• PROBLEM
Set down each entry from the block beneath, exactly as written.

START DATA TO USE

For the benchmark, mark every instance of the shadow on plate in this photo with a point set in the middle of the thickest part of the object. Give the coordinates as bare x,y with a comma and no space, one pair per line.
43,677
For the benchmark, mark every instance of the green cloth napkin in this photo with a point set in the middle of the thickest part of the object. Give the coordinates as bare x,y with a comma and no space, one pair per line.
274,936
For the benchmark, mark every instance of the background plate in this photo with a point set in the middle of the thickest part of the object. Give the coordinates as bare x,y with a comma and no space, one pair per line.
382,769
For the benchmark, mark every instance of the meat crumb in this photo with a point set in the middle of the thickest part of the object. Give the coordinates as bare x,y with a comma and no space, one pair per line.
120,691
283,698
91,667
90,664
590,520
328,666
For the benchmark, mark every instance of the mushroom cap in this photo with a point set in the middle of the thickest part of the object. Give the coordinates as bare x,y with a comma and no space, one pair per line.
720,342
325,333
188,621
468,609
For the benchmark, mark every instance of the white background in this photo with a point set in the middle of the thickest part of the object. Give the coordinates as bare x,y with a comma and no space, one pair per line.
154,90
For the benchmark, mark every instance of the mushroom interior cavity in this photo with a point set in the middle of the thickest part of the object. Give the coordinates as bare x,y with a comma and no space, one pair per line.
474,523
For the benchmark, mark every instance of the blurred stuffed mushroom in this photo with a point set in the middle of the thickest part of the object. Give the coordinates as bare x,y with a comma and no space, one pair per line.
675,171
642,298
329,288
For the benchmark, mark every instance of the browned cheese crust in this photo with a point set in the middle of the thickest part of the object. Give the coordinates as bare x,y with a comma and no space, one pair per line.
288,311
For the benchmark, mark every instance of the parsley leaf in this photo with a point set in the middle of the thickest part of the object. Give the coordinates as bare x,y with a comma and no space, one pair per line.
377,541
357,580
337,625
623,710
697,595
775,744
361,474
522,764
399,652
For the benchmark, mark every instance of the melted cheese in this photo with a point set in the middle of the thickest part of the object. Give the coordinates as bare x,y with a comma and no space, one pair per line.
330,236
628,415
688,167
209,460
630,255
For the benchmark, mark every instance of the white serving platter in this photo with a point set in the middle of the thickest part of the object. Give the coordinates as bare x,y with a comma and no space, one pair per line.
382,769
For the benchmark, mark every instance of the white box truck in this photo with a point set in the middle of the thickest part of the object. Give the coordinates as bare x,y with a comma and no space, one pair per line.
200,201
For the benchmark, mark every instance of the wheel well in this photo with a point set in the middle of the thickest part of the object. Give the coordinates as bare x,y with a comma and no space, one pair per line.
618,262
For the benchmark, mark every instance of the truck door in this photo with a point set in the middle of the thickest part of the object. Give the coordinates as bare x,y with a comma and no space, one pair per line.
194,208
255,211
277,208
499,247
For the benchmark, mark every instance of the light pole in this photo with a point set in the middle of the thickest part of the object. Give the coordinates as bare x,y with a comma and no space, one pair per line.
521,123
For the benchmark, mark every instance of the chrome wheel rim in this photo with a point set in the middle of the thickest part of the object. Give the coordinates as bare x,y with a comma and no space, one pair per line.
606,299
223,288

END DATA TO USE

• EXERCISE SOLUTION
For the benchmark, mark every instance of the shadow on plate in this photo with a point set in the middle of the thickest part of the object. Give the coordinates as bare x,y with a comma and no space, one pair per line.
43,677
For the benchmark, mark every instance of the green cloth napkin in this photo with a point set in the middle of the thickest part of the object. Give the coordinates as bare x,y with a comma and no space, one pair per line.
274,936
For the benchmark, mark every instance of the background plate in this photo with a point set in the middle of the thickest part of the object. Give the coordinates as bare x,y with a comma and no space, one pair per line.
382,769
For the benchmark, mark every instance of the meat crumb in this photo with a point set in the middle of the thickest part of the object. Give the coordinates as bare x,y with a comma and no space, one pair per line.
120,691
283,698
91,667
90,664
590,520
328,666
For the benchmark, mark every instance of the mushroom cap in this photo with a point set in the middle of the thickest part of the object. Give the coordinates as bare x,y with a comma and no space, one pair per line.
720,342
325,333
188,621
468,609
For the benchmark, mark every instance of the white background in this photo with a point set in the middle of the thickest part of the object. Give the coordinates as bare x,y with a comma and no space, one pair per line.
154,90
For the benchmark, mark every instance of the mushroom interior cavity in this photo with a point set in the middle of the thickest part of the object. Give the coordinates as bare x,y with a comma and no space, one pair per line.
474,523
For the benchmark, mark every instance of the blurred stuffed mushroom in this photo with a point set in the middle of the thickest part of the object. Give the coordinates as bare x,y with a comma and no space, one pair per line.
675,171
642,298
329,288
For the benchmark, mark every instance of the browned cheese crust in this photo with a point set in the middle of the thickest part of the object. Give the coordinates as bare x,y with a comma and no space, one pair per line.
288,311
For the benchmark, mark every instance of the parsley leaf in this photo with a point set in the middle of the thickest part of the object. Give the coordinates as bare x,y with a comma and no space, one pair per line.
377,541
357,580
337,625
623,710
697,595
775,744
361,474
522,764
399,652
For the benchmark, mark every instance of the melted cheese in this photo with a point set in the middle of the thickest part of the object. Give the coordinates as bare x,y with a comma and no space, one pair per line.
330,236
628,415
688,167
209,460
630,255
For the benchmark, mark every instance of the white serving platter in this photo with a point set in the middle of the thickest part of the object. Give the coordinates as bare x,y with a comma and no space, one pair per line.
382,769
For the benchmark, mark every instance of the white box truck in this photo with a point set in the middle of the thickest part of the object. Give the coordinates as bare x,y with a comma and no space, one pair per line.
200,201
For the benchmark, mark every instance of the wheel well in this photo with a point set in the middle of the thickest part of the object. Give the coordinates as bare x,y with a comma and no space, one pair per line.
618,262
For the benchmark, mark every instance of the truck door in this photo with a point set in the middle of the thickest part of the object. Give the coordinates as bare x,y with a comma and no space, one pair per line.
194,208
255,211
277,208
499,247
For the benchmark, mark every instance of the light pole in this photo with a point set in the middle of the thickest part of the object. Give the coordinates as bare x,y with a comma and no space, one pair per line.
521,123
For the benchmark, mark every instance of the chrome wheel rim in this photo with a point set in the middle of the thickest part of the object. Give the coordinates as bare x,y with a comma and no space, one pair per line.
606,299
223,288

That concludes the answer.